_Work to complete_
**1.** In the passage about death, start at the words "Good question--especially to" and end after "however, recommend suicide.". Reproduce that stretch word for word.
**2.** Answer these questions using the passage about death:
(a) Which poet does the writer mention reading?
(b) Does the writer recommend suicide?
(c) When, according to the writer, can we sometimes look back and see what we learned from a situation?
**3.** List every line of Whitman's that the passage about death quotes.

_Text for analysis_
■ ■ ■
Good question--especially to ask while reading Whitman. That man seemed to have an affair with death. ("The sea lisped to me the low and delicious word death," "Come lovely and soothing death," "Sooner or later delicate death," "Praise! Praise! Praise! For the sure-enwinding arms of cool-enfolding death.") Yumm.
Suicide is always an option, of course. The option is, sometimes, what makes life bearable. Knowing we don't absolutely have to be here can make being here a little more bearable. I do not, however, recommend suicide.
Exception: When you have a terminal illness and are clearly on the way out--almost gone, in fact--then it's between you and your Gap.
If, as I propose, we are here to learn, then all life--including that which is so painful it makes us want to die--can be used for learning, upliftment, and growth. Sometimes it's only after a painful process is over that we can look back and see what we learned from the situation.
■ ■ ■
_Natural-language object grounding data_
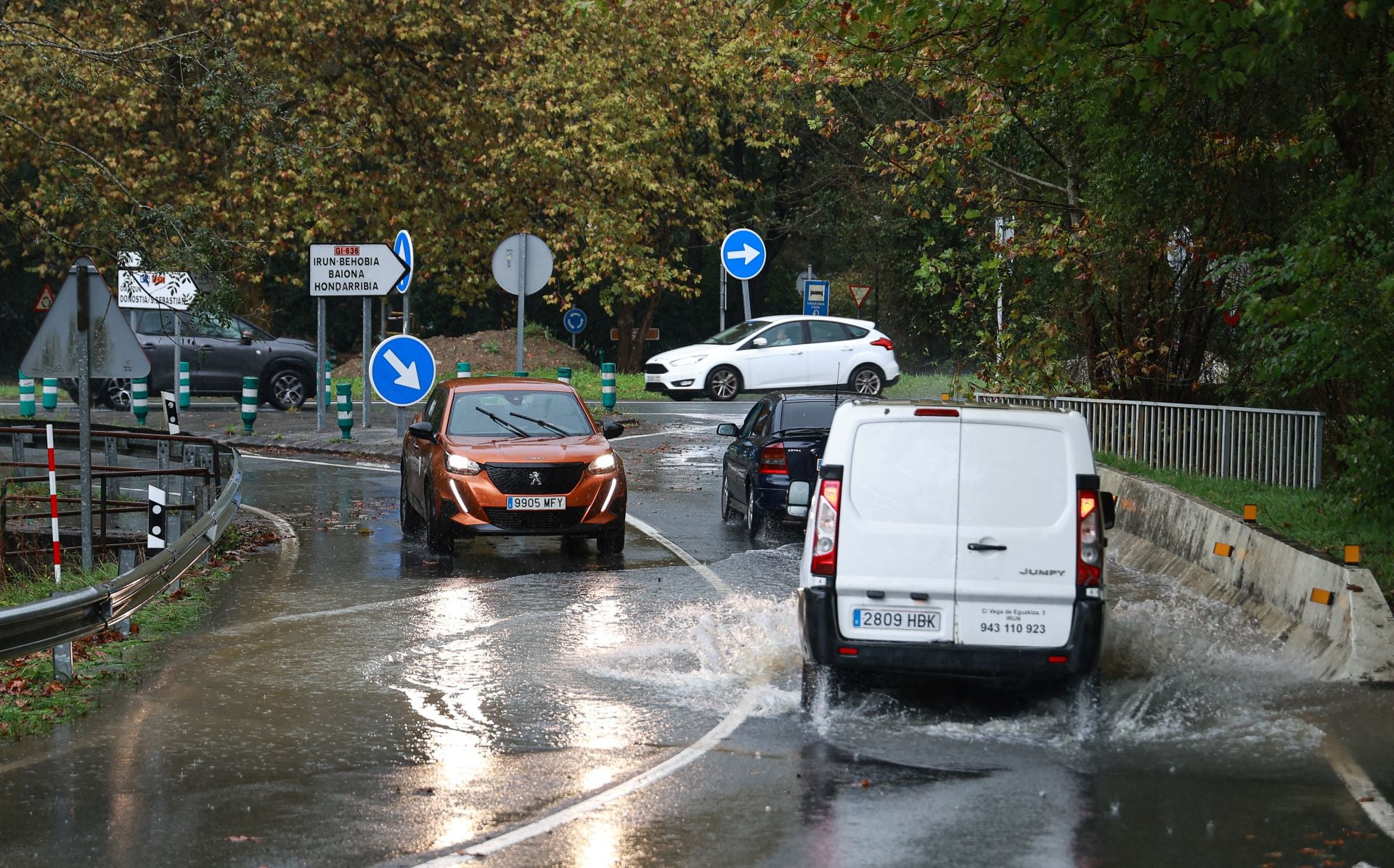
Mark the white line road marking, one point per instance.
(1361, 786)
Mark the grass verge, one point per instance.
(1322, 519)
(33, 703)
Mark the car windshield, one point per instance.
(558, 409)
(807, 414)
(738, 332)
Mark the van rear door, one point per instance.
(897, 537)
(1016, 537)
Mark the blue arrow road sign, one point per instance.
(816, 297)
(402, 247)
(743, 254)
(575, 321)
(402, 369)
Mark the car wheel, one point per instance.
(286, 389)
(611, 542)
(407, 515)
(754, 516)
(724, 383)
(439, 536)
(868, 381)
(113, 395)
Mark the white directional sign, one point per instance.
(350, 271)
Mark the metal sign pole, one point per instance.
(319, 364)
(367, 351)
(86, 414)
(518, 365)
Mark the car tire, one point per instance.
(286, 389)
(407, 515)
(611, 542)
(868, 380)
(722, 383)
(439, 536)
(754, 516)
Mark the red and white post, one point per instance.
(53, 512)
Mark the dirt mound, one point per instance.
(489, 353)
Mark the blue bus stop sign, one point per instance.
(743, 254)
(402, 369)
(575, 321)
(402, 247)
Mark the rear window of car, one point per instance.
(559, 409)
(806, 414)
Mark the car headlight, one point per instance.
(603, 464)
(459, 464)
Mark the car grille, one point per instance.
(534, 520)
(551, 478)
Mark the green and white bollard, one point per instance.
(608, 386)
(183, 385)
(345, 409)
(250, 400)
(139, 398)
(27, 409)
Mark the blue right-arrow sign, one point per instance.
(743, 254)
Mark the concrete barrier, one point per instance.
(1162, 530)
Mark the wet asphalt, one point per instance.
(354, 700)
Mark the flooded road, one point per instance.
(356, 700)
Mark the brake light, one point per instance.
(774, 460)
(1091, 541)
(826, 528)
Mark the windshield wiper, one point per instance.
(559, 433)
(504, 422)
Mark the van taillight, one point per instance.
(1091, 541)
(774, 460)
(826, 528)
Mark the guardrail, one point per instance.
(1276, 446)
(69, 616)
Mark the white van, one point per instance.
(955, 539)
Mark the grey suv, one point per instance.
(221, 351)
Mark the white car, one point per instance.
(955, 539)
(778, 353)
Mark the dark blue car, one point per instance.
(770, 468)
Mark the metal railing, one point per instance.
(1274, 446)
(68, 616)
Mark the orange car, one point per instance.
(510, 456)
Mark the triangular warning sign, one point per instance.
(107, 342)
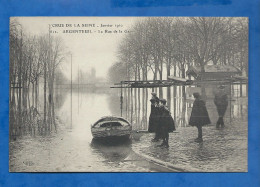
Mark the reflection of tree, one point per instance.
(32, 58)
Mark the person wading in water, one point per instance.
(221, 102)
(166, 123)
(199, 115)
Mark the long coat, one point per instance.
(153, 119)
(166, 119)
(221, 102)
(199, 114)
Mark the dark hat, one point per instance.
(163, 101)
(196, 94)
(152, 100)
(221, 87)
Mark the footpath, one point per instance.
(223, 150)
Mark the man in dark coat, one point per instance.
(199, 115)
(153, 119)
(221, 102)
(167, 123)
(158, 134)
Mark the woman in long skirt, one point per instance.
(199, 115)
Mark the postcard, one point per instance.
(128, 94)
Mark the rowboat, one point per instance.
(111, 127)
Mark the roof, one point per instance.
(214, 69)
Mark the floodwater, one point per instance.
(71, 148)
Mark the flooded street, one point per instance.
(72, 148)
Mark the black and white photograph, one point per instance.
(128, 94)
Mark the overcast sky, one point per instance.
(94, 49)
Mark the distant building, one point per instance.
(211, 79)
(213, 72)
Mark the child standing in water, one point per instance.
(199, 115)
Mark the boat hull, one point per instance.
(111, 127)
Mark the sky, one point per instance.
(95, 49)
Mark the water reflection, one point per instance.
(112, 150)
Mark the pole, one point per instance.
(71, 90)
(78, 88)
(121, 100)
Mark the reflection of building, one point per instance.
(208, 82)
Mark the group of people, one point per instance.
(161, 121)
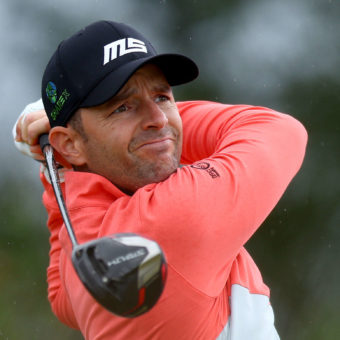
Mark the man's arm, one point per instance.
(245, 157)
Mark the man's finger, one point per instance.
(39, 119)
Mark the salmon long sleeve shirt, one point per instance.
(237, 162)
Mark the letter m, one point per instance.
(121, 47)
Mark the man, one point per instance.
(197, 177)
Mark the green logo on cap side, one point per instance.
(51, 92)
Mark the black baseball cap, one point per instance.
(92, 65)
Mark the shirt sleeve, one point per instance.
(243, 160)
(57, 296)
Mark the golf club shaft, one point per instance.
(54, 177)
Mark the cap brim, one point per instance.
(177, 69)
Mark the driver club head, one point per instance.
(125, 272)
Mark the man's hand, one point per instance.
(32, 123)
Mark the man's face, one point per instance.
(136, 137)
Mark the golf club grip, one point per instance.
(51, 165)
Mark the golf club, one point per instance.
(124, 272)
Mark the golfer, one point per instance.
(197, 177)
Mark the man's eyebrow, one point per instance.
(161, 88)
(122, 95)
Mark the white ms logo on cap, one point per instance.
(121, 47)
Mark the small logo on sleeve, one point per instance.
(206, 167)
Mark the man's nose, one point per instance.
(153, 116)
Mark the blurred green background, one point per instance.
(281, 54)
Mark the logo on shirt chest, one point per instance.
(206, 167)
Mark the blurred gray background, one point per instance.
(281, 54)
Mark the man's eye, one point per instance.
(120, 109)
(161, 98)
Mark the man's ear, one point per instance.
(69, 144)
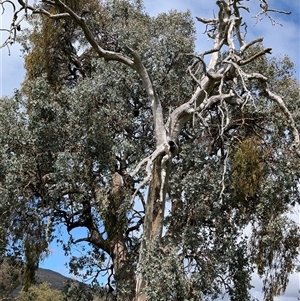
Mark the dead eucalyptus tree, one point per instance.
(226, 85)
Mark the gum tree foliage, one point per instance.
(162, 156)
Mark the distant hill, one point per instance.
(56, 280)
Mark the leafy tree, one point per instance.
(163, 155)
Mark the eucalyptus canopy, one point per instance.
(165, 156)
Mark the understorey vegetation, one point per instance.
(173, 171)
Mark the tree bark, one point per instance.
(154, 215)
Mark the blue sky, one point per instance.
(283, 39)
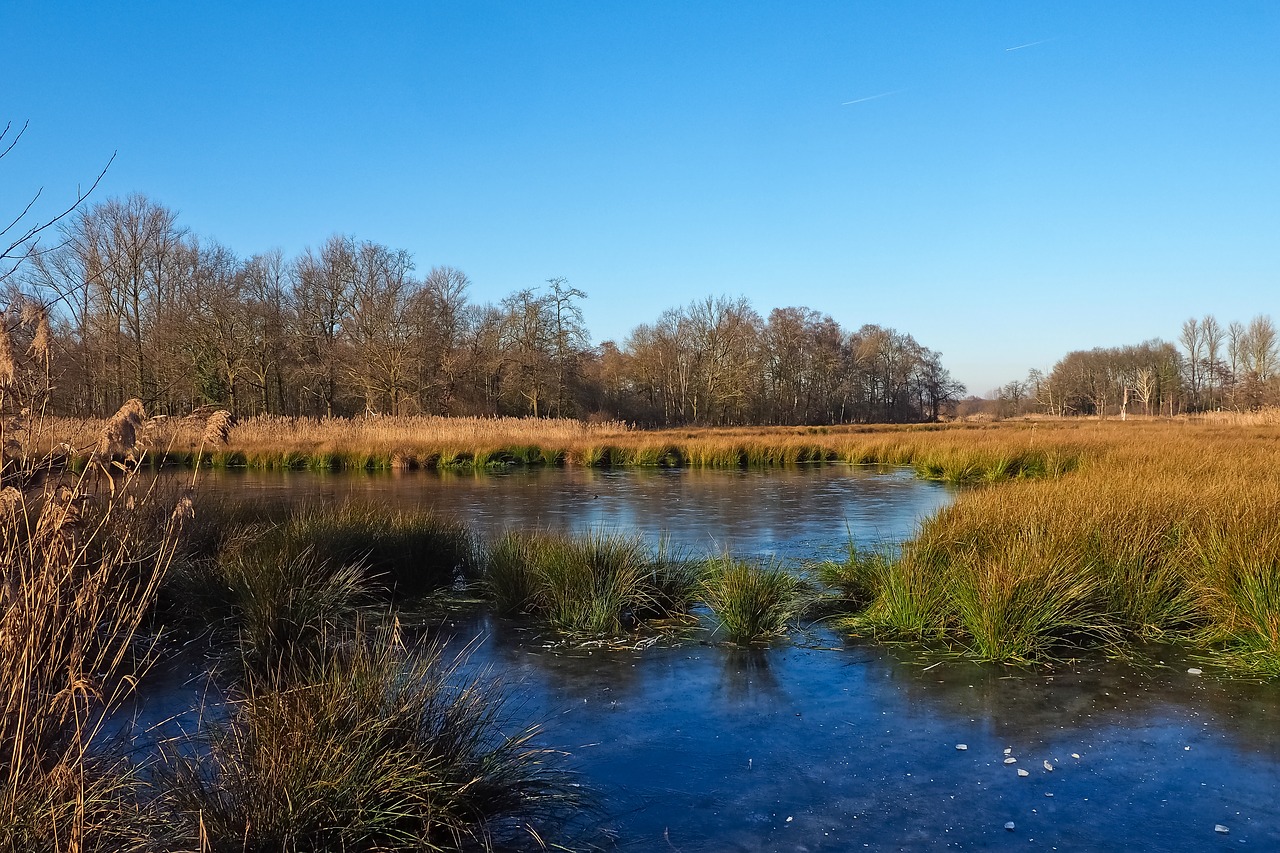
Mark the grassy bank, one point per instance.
(1162, 532)
(959, 454)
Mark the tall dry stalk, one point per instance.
(81, 569)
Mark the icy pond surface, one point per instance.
(831, 744)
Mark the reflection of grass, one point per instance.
(752, 602)
(369, 748)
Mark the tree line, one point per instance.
(1210, 366)
(142, 308)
■ ■ ■
_Answers to the exercises_
**1.**
Good question--especially to ask while reading Whitman. That man seemed to have an affair with death. ("The sea lisped to me the low and delicious word death," "Come lovely and soothing death," "Sooner or later delicate death," "Praise! Praise! Praise! For the sure-enwinding arms of cool-enfolding death.") Yumm.
Suicide is always an option, of course. The option is, sometimes, what makes life bearable. Knowing we don't absolutely have to be here can make being here a little more bearable. I do not, however, recommend suicide.

**2.**
(a) Whitman.
(b) No. The writer states, "I do not, however, recommend suicide."
(c) Sometimes only after a painful process is over.

**3.**
- "The sea lisped to me the low and delicious word death"
- "Come lovely and soothing death"
- "Sooner or later delicate death"
- "Praise! Praise! Praise! For the sure-enwinding arms of cool-enfolding death."